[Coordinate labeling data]

BEGIN

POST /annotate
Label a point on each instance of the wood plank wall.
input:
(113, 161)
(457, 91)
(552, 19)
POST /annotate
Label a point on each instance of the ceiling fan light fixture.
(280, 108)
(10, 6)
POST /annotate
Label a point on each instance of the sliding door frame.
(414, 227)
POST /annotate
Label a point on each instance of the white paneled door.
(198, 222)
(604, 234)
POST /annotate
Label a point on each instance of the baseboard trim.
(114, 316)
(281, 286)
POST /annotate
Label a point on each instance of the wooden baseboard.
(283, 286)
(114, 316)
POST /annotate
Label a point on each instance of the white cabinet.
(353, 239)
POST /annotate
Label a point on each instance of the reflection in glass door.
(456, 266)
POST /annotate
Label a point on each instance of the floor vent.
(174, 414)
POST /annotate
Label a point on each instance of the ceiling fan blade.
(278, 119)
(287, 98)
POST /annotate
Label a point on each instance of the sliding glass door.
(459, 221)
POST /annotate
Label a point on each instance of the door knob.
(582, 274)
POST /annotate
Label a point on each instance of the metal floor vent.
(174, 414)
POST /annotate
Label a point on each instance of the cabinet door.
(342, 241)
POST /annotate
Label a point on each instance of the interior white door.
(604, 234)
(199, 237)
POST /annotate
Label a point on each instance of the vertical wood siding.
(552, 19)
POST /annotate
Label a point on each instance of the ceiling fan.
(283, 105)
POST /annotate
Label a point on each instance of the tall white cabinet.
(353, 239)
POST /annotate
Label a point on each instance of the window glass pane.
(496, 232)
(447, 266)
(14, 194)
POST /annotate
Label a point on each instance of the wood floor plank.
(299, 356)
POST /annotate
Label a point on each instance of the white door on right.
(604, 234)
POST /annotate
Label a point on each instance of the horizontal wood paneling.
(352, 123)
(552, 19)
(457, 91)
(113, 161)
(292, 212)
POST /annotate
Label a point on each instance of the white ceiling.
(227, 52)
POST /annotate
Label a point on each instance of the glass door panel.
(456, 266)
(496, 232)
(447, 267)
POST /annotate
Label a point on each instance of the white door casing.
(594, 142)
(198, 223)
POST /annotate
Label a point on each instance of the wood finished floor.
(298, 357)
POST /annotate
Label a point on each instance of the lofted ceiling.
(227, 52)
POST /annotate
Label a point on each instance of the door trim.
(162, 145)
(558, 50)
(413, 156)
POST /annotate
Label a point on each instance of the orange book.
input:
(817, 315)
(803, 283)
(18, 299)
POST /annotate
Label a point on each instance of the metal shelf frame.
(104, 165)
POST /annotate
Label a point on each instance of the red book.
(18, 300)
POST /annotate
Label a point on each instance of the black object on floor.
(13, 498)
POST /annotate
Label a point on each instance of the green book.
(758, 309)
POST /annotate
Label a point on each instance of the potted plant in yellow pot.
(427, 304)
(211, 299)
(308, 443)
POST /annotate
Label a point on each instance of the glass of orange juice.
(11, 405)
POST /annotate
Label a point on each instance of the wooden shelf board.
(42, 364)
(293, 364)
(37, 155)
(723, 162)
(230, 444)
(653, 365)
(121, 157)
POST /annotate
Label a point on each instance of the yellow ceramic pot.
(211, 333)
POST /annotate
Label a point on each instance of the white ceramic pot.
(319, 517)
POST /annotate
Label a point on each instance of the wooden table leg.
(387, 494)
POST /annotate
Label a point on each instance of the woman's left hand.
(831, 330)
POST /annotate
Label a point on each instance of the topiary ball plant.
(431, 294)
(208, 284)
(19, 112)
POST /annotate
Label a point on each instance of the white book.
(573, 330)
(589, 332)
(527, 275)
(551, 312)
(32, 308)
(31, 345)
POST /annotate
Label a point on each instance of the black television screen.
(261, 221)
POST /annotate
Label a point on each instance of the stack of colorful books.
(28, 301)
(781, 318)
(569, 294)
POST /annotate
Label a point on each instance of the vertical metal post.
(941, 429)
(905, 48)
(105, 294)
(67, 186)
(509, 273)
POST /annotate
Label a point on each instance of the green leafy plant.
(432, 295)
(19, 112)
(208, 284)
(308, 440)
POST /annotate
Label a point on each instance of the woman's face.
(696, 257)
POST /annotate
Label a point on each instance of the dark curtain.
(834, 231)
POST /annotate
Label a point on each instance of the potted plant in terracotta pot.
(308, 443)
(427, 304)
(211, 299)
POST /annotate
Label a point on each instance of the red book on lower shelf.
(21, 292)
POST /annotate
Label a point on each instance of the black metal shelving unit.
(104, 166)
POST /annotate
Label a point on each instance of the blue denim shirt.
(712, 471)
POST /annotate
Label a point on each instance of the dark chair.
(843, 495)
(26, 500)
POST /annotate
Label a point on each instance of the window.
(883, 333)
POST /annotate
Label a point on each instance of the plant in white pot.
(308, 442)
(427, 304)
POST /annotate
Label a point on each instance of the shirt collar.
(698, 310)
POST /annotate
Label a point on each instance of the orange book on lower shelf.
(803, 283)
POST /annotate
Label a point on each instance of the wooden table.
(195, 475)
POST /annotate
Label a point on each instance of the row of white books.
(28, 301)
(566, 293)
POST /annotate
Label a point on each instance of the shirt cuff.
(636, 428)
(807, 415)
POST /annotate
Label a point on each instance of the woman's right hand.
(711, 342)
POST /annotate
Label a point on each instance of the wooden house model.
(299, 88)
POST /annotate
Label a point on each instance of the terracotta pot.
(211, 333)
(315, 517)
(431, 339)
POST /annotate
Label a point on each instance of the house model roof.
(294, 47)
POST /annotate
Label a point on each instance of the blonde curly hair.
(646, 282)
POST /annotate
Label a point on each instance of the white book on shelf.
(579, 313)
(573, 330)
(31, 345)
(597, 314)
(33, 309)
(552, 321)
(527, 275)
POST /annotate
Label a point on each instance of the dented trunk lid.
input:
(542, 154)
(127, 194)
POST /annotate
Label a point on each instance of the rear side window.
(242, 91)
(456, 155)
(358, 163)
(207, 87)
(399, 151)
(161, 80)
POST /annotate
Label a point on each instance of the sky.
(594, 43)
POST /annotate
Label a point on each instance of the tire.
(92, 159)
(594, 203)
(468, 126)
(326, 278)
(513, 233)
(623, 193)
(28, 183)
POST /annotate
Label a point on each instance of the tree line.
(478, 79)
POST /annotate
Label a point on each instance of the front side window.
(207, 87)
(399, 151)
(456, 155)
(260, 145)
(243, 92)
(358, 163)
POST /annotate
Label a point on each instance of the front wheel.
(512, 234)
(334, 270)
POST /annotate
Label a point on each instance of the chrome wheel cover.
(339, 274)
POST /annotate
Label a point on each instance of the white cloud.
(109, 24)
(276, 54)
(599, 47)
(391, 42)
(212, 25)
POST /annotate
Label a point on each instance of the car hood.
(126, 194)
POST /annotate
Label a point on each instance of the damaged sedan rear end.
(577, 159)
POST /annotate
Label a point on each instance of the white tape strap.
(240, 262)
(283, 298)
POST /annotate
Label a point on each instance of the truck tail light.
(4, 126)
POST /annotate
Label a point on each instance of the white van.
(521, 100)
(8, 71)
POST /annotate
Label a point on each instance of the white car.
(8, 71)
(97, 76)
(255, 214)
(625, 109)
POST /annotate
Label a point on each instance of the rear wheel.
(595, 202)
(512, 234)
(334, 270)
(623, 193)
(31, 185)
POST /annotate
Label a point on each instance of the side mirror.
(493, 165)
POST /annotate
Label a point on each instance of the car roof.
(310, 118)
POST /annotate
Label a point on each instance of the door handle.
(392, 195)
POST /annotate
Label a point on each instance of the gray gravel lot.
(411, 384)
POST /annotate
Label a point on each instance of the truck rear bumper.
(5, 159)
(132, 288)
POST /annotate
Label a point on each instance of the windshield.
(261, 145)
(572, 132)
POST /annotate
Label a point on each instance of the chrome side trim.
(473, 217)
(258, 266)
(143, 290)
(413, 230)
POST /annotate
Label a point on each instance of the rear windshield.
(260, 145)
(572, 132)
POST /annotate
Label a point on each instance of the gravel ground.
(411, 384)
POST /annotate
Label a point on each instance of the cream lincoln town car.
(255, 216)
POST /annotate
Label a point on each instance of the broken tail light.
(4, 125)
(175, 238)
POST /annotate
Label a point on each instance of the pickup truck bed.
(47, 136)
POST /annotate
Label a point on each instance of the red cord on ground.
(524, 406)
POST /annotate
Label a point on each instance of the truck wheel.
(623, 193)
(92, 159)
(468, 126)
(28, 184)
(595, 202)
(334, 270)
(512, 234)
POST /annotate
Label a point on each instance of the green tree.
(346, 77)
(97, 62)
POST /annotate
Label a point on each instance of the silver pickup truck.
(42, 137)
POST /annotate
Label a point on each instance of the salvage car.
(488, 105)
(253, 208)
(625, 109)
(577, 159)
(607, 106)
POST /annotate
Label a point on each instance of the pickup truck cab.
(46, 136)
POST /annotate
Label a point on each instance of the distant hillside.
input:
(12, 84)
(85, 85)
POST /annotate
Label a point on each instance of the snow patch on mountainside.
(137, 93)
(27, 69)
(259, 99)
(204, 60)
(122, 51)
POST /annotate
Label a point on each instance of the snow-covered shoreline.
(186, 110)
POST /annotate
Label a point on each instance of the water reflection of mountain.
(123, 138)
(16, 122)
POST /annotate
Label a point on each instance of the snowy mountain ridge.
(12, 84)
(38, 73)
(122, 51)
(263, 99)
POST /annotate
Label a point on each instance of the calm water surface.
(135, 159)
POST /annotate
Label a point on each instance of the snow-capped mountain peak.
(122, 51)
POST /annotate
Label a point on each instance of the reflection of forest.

END

▶ EXERCISE REQUIREMENTS:
Pull out every line in the records above that contains the word "trim".

▶ EXERCISE RESULT:
Label a point on each instance of the baseboard trim.
Label a point on each instance of the door trim.
Label a point on each instance of the chrome side trim.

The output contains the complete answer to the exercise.